**Objective**
Shift every bounding-box coordinate by -96 and write out everything from the line containing "Excuse me, can you point out where the cabinet" down to the line containing "[441,152,448,230]", both lines included, with all other text in those entries left unchanged. Leave the pictures out.

# # #

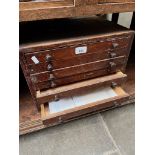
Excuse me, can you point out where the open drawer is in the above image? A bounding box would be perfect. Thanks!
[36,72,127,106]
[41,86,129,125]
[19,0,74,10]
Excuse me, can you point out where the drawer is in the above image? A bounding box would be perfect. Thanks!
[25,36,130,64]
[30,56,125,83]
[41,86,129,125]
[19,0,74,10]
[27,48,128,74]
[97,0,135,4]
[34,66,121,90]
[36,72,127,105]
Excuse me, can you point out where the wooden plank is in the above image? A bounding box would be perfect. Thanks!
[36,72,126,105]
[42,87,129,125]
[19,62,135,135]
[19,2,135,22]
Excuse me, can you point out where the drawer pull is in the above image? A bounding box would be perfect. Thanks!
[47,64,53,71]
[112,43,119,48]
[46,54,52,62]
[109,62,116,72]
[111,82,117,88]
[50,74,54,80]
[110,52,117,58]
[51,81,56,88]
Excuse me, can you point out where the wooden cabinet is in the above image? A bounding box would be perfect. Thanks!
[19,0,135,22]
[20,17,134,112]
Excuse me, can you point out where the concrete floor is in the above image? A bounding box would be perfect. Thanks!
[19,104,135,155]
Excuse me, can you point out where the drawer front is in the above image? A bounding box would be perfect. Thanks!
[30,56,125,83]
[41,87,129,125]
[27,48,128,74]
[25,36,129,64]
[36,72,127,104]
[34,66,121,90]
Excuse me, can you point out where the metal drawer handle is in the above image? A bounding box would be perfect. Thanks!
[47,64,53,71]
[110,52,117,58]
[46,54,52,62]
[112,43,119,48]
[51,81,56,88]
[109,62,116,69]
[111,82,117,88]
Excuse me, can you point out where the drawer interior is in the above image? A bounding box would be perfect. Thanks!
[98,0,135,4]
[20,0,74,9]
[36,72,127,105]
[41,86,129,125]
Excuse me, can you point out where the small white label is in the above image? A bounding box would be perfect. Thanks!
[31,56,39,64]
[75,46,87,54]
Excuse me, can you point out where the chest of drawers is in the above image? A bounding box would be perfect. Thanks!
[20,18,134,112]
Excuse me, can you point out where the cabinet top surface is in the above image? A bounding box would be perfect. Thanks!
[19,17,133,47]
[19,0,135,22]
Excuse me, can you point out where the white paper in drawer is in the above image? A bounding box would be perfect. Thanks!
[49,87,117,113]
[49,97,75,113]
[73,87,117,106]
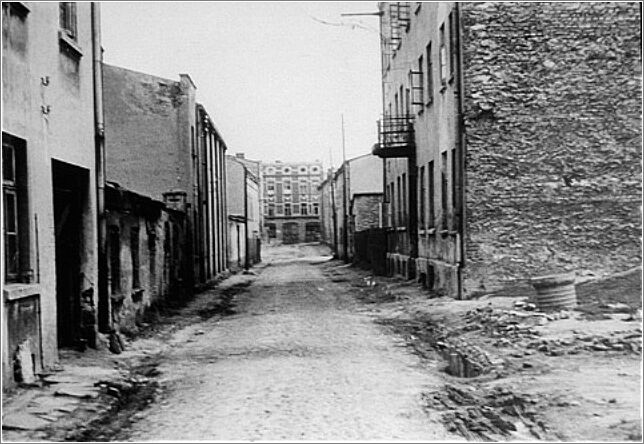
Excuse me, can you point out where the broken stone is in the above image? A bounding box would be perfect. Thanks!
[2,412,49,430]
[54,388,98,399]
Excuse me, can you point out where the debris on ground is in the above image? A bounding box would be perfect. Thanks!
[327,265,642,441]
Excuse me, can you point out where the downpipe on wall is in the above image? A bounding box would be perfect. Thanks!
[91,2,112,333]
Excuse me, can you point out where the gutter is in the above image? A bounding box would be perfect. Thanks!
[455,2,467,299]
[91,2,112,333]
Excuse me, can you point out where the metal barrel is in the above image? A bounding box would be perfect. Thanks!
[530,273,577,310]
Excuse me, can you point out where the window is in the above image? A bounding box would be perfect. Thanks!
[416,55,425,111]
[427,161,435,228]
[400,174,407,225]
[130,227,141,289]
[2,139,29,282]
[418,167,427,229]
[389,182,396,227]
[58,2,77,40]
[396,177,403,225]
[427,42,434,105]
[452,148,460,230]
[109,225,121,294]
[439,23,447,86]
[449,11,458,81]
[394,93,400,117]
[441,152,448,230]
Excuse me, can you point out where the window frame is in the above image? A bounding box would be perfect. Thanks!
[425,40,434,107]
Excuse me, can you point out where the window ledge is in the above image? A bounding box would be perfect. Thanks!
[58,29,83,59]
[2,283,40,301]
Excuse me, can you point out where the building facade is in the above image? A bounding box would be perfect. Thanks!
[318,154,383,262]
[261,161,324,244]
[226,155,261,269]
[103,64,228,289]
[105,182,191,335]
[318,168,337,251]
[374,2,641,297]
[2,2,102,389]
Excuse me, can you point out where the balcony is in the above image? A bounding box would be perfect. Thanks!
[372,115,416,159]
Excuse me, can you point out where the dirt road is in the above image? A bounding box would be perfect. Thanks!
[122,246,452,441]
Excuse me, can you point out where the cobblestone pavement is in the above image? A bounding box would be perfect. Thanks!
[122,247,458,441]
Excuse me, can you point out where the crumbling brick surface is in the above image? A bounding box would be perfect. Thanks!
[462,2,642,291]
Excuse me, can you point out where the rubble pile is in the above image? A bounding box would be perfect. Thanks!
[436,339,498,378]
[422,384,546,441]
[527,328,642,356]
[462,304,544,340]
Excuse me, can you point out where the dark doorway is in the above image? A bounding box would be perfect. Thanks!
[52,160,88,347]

# # #

**Correct answer**
Excuse me, can you point out where the cabinet top surface is in the above image? A bounding box would be perfect. Thanks!
[-77,-79,37,-49]
[-77,-96,39,-74]
Excuse me, can you point out where the white paper in drawer is in the above image? A bounding box would be perfect. Thanks!
[-47,-9,21,17]
[-47,1,-21,17]
[-23,-9,21,10]
Excuse me, can you point out where the broken stone is in the above image? A bounding box would be perfect. Thanks!
[-94,316,-47,334]
[-42,292,2,303]
Excuse me, can you point out where the debris on ground is in the above image? A bounding box would be perfect. Thanks!
[231,169,546,345]
Excuse me, can you point out where the downpipe on wall is in the above image? A bounding box would be perfect. Thanks!
[-5,-94,16,237]
Excuse me, can you point out where the gutter is in the above image? A bounding box would be perfect. Thanks!
[359,-94,371,203]
[-5,-94,16,237]
Excuse me, can you point out where the metal barrel is in the above image? A bounding box would be perfect. Thanks!
[434,177,481,214]
Excuse me, can you point out where the window is in the above image? A bounding box would be perfect. Thanks!
[320,-41,329,15]
[331,65,339,132]
[304,78,311,129]
[34,131,45,193]
[-94,43,-67,186]
[322,71,331,133]
[293,86,300,131]
[-38,-94,-19,-56]
[300,81,307,129]
[331,-54,338,9]
[356,52,364,134]
[13,129,25,198]
[343,-73,351,-10]
[353,-85,362,-15]
[298,-3,304,21]
[345,56,352,134]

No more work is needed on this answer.